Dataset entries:

────────────────

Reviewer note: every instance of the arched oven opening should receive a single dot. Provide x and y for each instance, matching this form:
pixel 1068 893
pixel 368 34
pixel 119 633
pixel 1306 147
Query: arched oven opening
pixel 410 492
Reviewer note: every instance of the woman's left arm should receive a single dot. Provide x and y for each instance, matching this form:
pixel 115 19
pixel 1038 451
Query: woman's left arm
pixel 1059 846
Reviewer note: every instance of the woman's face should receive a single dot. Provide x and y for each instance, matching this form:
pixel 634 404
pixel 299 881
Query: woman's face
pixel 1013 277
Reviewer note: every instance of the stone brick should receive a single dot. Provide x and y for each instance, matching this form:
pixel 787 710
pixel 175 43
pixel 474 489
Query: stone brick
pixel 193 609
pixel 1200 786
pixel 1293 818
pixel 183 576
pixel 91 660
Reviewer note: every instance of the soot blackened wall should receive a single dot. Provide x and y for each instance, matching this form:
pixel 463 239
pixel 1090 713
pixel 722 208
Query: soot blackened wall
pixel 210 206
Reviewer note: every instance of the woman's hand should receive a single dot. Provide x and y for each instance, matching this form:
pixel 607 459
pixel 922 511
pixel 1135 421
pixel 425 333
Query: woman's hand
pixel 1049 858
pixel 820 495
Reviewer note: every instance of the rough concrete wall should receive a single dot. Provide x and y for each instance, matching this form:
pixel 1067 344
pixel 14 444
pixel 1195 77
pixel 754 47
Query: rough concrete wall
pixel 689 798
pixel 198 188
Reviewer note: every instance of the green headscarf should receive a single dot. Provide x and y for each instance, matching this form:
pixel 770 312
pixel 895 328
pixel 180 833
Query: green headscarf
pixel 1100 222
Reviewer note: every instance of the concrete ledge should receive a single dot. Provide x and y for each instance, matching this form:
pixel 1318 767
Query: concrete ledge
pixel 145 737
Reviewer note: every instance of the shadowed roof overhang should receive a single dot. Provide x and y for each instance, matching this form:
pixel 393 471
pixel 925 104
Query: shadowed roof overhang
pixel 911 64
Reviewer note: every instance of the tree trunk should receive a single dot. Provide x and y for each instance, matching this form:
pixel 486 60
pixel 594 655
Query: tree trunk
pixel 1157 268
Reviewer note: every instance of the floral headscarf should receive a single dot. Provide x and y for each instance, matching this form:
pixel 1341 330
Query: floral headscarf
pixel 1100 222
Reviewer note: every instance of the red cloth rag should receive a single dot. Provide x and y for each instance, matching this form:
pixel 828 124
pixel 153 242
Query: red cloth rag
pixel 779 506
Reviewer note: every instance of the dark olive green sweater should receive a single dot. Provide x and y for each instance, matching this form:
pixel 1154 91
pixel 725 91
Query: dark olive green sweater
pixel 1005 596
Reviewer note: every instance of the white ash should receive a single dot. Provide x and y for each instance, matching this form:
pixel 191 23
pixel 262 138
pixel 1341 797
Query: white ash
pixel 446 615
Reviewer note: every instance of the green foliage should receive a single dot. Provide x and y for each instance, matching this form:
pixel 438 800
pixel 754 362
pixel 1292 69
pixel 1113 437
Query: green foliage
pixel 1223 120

────────────────

Write the records above out again precisely.

Answer box:
Reviewer note: every instance of the arched oven opening should receive a single dot. Provide x and y for each instance, matching this form:
pixel 1068 893
pixel 368 34
pixel 119 633
pixel 1306 147
Query: arched oven opening
pixel 410 492
Reviewer note: every instance of the woman's left arm should receive a single dot. Provide x and y for each instance, matching this form:
pixel 115 19
pixel 1038 451
Query: woman's left arm
pixel 1059 846
Reviewer note: every instance of the woman's face should receive a single dot. Provide x and y for each instance, matching this form:
pixel 634 404
pixel 299 881
Query: woman's face
pixel 1013 277
Reviewer note: every instance of the stone brick should receive a single dot. Provide x and y for each instance, matching this form:
pixel 787 710
pixel 175 43
pixel 474 489
Query: stone brick
pixel 193 609
pixel 1200 786
pixel 1293 818
pixel 183 576
pixel 91 660
Reviewer note: every instance of the soot blackened wall should receive a single dot. Provide x and y for each instance, matching this form:
pixel 463 239
pixel 1090 713
pixel 722 208
Query: soot blackened wall
pixel 210 206
Reviewer note: every instance of the woman's hand should receive a single dot. Provide x and y for each instance, matching this form:
pixel 607 459
pixel 922 511
pixel 1135 421
pixel 425 333
Query: woman's hand
pixel 1049 858
pixel 820 495
Reviewer note: every instance of the rough concrete wall should receive a single dot. Provide x and y for each instance, matching this form:
pixel 1067 344
pixel 14 444
pixel 1195 77
pixel 754 47
Query: rough concrete wall
pixel 689 798
pixel 198 188
Reviewer note: every instance of the green headscarf should receive a single dot. Provide x and y for each instance, matching this form:
pixel 770 312
pixel 895 328
pixel 180 833
Query: green headscarf
pixel 1100 222
Reviewer note: every instance of the concrete ledge should receive a single dot. Provide x and y for each instance, matching this form:
pixel 1318 767
Query: concrete ledge
pixel 145 737
Reviewer note: every instance of the shadowed roof overhang should receive a single dot. Provide x and y for each instance, matching this form:
pixel 393 471
pixel 925 104
Query: shadowed roof overhang
pixel 911 64
Reviewer note: every instance of the tree trunk should receive a single dot. Provide x and y for each instance, matching this form:
pixel 486 60
pixel 594 655
Query: tree trunk
pixel 1157 268
Reviewer note: every instance of the floral headscarf should receive a single dot. Provide x and y for each instance, matching this form:
pixel 1341 330
Query: floral headscarf
pixel 1100 222
Reviewer note: every instance of the red cloth rag should receive a single dot. Provide x and y for each instance, matching this form:
pixel 828 124
pixel 153 242
Query: red cloth rag
pixel 779 506
Reviewer note: every instance of the dark olive green sweater should receive a single dot. Provide x and y for each instance, matching this form:
pixel 1154 91
pixel 725 91
Query: dark olive green sweater
pixel 1005 596
Reviewer note: every instance of the white ash should receive a single dot. Provide x and y for each instance, matching this form:
pixel 191 23
pixel 262 138
pixel 1341 797
Query: white ash
pixel 446 615
Reviewer note: every instance of the green foliage should receive a single dot. Provide x and y for each instance, matching this form:
pixel 438 800
pixel 754 362
pixel 1292 69
pixel 1113 437
Query: green foliage
pixel 1223 120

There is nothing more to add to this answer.